▶ [The problem] Convert the part of the rows that opens with the line containing "In the photo above, where can the fence" and closes with the line containing "column 47, row 134" into a JSON list of strings, one string per line, with blank lines left out. Include only those lines, and keep both end lines.
**** Entries supplied ****
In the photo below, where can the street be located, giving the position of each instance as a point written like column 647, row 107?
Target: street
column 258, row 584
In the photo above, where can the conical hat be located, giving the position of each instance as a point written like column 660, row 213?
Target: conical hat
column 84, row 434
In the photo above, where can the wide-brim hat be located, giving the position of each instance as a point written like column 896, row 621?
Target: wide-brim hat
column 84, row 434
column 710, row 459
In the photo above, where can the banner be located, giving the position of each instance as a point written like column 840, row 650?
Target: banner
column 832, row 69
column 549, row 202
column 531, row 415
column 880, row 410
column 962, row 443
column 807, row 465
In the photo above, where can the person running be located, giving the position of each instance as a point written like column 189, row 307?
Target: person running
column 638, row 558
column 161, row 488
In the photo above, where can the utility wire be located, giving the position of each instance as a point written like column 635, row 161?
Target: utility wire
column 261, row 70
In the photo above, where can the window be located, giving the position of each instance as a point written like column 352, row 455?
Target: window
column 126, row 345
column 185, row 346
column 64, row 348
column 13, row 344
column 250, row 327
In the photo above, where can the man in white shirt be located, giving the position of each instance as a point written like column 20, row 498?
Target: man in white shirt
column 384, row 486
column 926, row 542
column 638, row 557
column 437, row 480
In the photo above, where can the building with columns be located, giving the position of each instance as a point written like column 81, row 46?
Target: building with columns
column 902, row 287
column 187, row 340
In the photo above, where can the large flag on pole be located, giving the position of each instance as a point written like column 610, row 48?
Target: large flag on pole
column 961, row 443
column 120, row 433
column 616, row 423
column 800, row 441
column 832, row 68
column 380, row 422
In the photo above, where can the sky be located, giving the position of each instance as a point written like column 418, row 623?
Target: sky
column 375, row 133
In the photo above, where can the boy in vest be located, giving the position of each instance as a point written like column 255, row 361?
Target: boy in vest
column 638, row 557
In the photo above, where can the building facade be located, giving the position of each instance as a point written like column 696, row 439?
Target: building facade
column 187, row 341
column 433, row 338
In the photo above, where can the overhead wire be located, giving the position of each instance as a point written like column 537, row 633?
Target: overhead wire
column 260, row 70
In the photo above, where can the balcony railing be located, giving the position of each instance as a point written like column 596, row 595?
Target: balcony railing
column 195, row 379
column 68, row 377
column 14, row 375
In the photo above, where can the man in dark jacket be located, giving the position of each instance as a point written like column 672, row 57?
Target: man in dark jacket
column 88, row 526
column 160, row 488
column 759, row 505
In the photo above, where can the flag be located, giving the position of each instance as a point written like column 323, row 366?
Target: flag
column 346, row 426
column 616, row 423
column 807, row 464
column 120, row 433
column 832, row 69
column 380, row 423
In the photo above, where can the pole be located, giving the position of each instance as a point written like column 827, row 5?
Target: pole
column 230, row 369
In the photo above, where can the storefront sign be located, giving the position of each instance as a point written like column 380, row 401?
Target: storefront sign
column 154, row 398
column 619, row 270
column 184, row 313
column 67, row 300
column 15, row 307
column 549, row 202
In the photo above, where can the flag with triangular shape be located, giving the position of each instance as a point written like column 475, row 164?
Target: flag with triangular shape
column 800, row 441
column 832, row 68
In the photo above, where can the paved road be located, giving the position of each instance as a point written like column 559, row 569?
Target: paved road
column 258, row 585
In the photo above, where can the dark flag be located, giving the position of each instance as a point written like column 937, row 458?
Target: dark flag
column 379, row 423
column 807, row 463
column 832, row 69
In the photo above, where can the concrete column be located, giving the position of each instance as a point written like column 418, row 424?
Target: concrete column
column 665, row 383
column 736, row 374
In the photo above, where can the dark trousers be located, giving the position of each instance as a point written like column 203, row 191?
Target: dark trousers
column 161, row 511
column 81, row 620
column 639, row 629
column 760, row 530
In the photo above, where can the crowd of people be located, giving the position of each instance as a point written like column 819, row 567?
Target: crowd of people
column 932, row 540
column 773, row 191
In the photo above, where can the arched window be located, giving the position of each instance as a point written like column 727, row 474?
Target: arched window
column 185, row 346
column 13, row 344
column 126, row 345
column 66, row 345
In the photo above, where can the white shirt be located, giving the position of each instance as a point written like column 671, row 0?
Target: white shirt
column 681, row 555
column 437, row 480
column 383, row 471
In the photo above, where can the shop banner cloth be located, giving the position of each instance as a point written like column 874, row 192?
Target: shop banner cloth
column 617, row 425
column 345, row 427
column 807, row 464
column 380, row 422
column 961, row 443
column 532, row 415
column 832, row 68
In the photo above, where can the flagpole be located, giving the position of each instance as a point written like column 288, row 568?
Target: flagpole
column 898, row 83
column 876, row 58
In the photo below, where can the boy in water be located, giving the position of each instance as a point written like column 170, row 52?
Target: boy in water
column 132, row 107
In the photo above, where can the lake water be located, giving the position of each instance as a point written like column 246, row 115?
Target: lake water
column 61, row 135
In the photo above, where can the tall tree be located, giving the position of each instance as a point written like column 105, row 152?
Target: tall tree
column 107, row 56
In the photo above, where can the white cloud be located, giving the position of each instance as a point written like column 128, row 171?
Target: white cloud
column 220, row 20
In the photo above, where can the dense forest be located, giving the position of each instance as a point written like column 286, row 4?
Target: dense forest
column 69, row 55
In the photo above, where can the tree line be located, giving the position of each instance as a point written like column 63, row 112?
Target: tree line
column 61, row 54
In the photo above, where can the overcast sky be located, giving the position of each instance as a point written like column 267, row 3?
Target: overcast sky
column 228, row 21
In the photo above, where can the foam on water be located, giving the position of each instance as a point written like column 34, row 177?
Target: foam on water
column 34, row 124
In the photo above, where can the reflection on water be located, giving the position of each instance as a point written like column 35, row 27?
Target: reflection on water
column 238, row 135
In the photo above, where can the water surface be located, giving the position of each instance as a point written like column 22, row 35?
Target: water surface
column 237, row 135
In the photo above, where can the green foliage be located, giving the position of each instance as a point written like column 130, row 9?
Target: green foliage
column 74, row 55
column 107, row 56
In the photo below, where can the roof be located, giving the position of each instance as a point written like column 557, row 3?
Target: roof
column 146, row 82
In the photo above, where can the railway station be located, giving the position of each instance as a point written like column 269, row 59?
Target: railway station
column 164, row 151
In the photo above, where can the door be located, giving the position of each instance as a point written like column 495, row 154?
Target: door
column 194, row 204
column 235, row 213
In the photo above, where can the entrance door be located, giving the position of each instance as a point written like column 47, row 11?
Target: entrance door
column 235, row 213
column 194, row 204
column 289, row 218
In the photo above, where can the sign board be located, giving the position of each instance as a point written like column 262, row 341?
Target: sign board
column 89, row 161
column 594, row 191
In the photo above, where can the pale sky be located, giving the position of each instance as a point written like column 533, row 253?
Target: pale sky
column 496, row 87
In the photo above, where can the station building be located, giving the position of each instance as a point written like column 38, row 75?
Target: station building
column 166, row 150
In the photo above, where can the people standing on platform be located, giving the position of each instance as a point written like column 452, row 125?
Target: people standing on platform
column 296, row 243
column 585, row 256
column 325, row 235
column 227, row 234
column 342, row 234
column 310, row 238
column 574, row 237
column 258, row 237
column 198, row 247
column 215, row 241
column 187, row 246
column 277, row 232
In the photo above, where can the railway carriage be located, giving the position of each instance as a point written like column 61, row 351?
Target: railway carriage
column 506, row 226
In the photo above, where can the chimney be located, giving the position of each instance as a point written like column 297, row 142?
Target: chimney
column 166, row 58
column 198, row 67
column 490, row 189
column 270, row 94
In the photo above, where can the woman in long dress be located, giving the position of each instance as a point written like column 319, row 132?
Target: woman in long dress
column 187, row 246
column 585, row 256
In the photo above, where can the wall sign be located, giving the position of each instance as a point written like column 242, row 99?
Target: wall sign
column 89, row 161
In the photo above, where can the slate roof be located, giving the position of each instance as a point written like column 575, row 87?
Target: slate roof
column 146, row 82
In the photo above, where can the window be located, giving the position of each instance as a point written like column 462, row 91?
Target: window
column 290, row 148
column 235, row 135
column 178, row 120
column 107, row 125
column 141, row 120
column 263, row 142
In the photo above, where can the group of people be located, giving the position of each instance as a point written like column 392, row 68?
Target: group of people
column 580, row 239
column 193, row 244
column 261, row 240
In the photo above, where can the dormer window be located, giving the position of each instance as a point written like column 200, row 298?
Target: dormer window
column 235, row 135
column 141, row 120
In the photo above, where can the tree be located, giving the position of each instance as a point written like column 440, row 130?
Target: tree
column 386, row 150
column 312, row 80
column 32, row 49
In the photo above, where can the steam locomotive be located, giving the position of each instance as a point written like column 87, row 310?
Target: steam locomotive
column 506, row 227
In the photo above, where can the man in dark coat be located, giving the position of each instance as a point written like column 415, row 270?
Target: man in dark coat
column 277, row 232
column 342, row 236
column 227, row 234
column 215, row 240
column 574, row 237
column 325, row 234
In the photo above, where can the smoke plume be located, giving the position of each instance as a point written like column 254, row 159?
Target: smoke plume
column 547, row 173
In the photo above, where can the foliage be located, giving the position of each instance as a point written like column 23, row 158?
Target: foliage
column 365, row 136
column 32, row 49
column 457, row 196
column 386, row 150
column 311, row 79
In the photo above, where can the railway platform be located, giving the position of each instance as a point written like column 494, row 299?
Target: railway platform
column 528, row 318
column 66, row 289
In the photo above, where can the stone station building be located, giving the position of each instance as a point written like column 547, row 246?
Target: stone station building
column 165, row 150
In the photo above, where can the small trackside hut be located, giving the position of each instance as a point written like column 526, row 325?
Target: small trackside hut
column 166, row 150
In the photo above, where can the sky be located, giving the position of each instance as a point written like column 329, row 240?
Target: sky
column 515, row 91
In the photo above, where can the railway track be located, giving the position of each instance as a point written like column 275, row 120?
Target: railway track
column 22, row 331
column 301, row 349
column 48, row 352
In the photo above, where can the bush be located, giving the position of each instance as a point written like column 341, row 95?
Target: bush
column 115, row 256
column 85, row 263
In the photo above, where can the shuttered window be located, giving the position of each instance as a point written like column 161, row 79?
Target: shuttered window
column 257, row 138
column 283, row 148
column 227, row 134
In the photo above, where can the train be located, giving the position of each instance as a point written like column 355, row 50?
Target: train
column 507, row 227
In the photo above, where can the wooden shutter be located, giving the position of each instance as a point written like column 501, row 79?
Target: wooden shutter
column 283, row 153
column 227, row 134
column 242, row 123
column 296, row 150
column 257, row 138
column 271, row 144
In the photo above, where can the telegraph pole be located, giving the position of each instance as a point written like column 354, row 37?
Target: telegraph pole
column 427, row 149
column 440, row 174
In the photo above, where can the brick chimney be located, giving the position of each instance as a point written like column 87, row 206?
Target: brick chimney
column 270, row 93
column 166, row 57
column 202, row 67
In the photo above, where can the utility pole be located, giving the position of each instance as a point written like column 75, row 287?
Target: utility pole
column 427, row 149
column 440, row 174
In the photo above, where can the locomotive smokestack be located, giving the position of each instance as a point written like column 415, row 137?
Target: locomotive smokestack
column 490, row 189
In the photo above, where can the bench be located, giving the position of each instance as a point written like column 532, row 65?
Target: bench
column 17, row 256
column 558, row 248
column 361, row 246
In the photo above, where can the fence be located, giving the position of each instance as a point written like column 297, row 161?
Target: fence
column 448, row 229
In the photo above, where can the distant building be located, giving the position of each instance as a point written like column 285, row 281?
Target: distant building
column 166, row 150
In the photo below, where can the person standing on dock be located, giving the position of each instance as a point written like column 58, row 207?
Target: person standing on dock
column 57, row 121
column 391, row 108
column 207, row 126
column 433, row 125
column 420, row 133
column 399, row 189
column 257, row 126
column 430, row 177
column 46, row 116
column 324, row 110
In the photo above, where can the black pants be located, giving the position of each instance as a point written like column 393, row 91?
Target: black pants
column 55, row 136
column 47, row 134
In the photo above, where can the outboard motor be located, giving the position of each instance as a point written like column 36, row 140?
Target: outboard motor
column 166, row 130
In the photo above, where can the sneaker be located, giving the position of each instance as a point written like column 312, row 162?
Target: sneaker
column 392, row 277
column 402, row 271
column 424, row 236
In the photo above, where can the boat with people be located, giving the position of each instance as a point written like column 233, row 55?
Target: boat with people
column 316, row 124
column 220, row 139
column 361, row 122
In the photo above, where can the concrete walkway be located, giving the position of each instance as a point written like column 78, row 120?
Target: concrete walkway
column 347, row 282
****
▶ [Written reply]
[
  "In the photo above, where can the fence be located, giving the position of each instance as a point written like column 297, row 161?",
  "Target: fence",
  "column 448, row 229",
  "In the photo above, where can the distant building be located, giving the position of each instance as a point written like column 285, row 281?",
  "Target: distant building",
  "column 166, row 150",
  "In the photo below, where can the person standing on dock be located, giving the position of each instance as a point written like column 58, row 207?",
  "Target: person standing on dock",
  "column 57, row 121",
  "column 391, row 108",
  "column 207, row 126",
  "column 433, row 125",
  "column 420, row 133",
  "column 399, row 189",
  "column 257, row 126",
  "column 430, row 177",
  "column 46, row 116",
  "column 324, row 110",
  "In the photo above, where can the black pants be located, giving the position of each instance as a point written like column 393, row 91?",
  "Target: black pants",
  "column 55, row 136",
  "column 47, row 134"
]